Work required:
Add 57 to every number in the bounding box coordinates in the data below, covering the stretch from the start of the data through the line containing "[192,366,800,533]". Write out every line in that stretch again, keeping the lines without coordinates unchanged.

::: Supplied data :::

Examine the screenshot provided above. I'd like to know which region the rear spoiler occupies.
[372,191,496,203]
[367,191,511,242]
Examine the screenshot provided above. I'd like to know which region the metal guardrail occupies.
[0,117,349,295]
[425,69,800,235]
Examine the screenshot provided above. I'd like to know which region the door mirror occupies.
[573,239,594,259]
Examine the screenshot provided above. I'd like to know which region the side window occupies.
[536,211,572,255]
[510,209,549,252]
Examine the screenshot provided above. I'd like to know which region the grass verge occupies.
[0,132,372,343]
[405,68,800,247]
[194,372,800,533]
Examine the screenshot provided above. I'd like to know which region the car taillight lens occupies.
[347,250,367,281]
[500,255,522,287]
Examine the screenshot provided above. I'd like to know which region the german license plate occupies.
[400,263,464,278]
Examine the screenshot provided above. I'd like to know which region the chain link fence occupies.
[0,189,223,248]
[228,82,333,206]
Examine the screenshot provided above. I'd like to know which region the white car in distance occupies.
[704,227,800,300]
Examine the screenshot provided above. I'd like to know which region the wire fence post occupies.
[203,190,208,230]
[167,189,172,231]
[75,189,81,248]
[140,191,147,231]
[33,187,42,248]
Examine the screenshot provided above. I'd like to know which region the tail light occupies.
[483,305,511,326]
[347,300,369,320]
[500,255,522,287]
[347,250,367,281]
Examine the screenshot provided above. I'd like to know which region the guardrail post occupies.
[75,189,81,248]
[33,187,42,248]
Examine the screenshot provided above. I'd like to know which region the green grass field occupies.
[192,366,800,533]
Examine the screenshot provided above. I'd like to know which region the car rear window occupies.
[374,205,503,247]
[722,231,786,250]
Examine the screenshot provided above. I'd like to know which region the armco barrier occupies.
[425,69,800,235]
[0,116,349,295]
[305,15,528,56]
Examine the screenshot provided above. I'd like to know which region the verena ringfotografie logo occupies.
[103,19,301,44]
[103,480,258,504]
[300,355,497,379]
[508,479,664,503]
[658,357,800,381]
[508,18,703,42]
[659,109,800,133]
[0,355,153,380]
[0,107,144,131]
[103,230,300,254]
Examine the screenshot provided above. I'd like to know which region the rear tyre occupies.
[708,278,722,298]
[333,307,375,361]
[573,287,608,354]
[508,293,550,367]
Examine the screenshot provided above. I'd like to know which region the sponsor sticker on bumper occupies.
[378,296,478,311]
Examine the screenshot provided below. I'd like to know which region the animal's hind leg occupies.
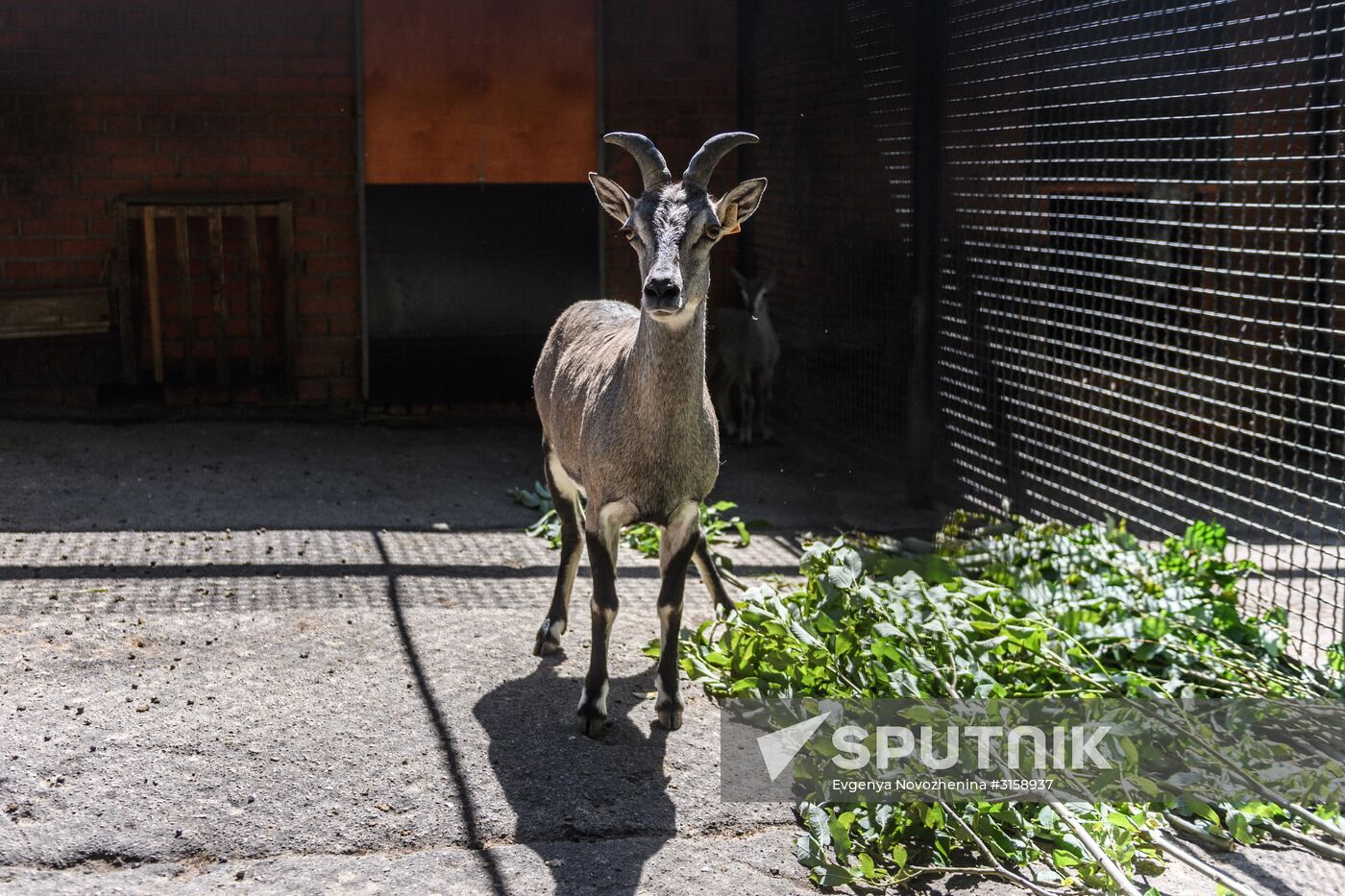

:::

The completed task:
Examine the screenshot provided above. I'd like to know which region the rear spoiler occupies.
[429,248,553,260]
[424,248,568,299]
Examine the screenshot provided above. I'd like to know which region the metal guardrail occupies.
[57,174,406,352]
[482,126,857,292]
Examine the screenshot provided above. I'd like to know which region the door mirror occupies.
[630,296,651,316]
Examine the screenshot provided above. I'd like to know which region the side window occupies.
[593,268,629,312]
[567,266,606,309]
Examine the screenshot provided above. I'd like to know which region the grass verge occupies.
[57,189,429,400]
[462,125,857,304]
[251,429,857,590]
Examine the screenshot provided above. I'd like to know which region the car taillight lens occupies.
[404,307,424,338]
[557,312,579,344]
Examine the screenshot provided above. I'd like to know which region the german license plate occupies.
[457,320,521,335]
Examine the screenshot provided above. I'd like to know which region the chain link fence occupies.
[57,246,280,305]
[285,139,390,263]
Examine the screenshot provided above. I'd like to know which region the white car in distance occupies.
[761,284,857,357]
Examine the screenshot provided above. I'd like to know which region the wire fence post occupies.
[260,247,265,287]
[224,246,229,288]
[132,246,138,305]
[197,248,204,288]
[90,244,99,305]
Examine the screenshot provided above. I'd like to know which region the tail light occupies.
[540,362,568,383]
[404,357,426,377]
[557,312,579,344]
[404,307,424,338]
Examine the screenshot provided above. I'd like to know which region the guardrail post occupies.
[132,246,138,305]
[90,244,99,305]
Examine the screenshot provided above. I'd like to know which region the green grass field occupies.
[249,423,857,590]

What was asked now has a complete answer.